[Entries taken from a collection]
·····

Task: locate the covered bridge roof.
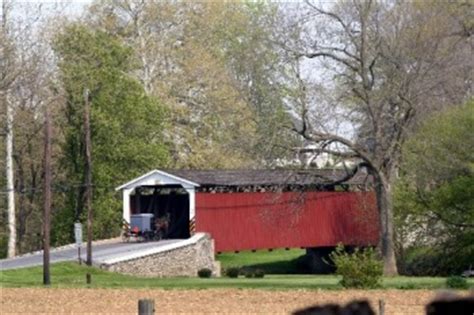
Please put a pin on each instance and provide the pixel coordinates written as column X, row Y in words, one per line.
column 267, row 177
column 239, row 178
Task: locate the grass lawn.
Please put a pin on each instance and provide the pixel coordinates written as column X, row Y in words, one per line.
column 73, row 275
column 278, row 261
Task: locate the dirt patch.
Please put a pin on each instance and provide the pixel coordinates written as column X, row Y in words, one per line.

·····

■ **What you are asked to do**: The records above need to be restated word for word, with the pictures left out.

■ **Result for this exercise**:
Task: locate the covered bridge roof.
Please put a pin on each instance and provide the pixel coordinates written as column X, row Y in words, one per line.
column 267, row 177
column 239, row 178
Task: locate the grass lawn.
Please put a pin on each instance and provide the pixel coordinates written as column X, row Y in words, one per line.
column 73, row 275
column 278, row 261
Task: locate the dirt patch.
Please put a pin on each instance and provide the pixel coordinates written as column X, row Y in words, one per line.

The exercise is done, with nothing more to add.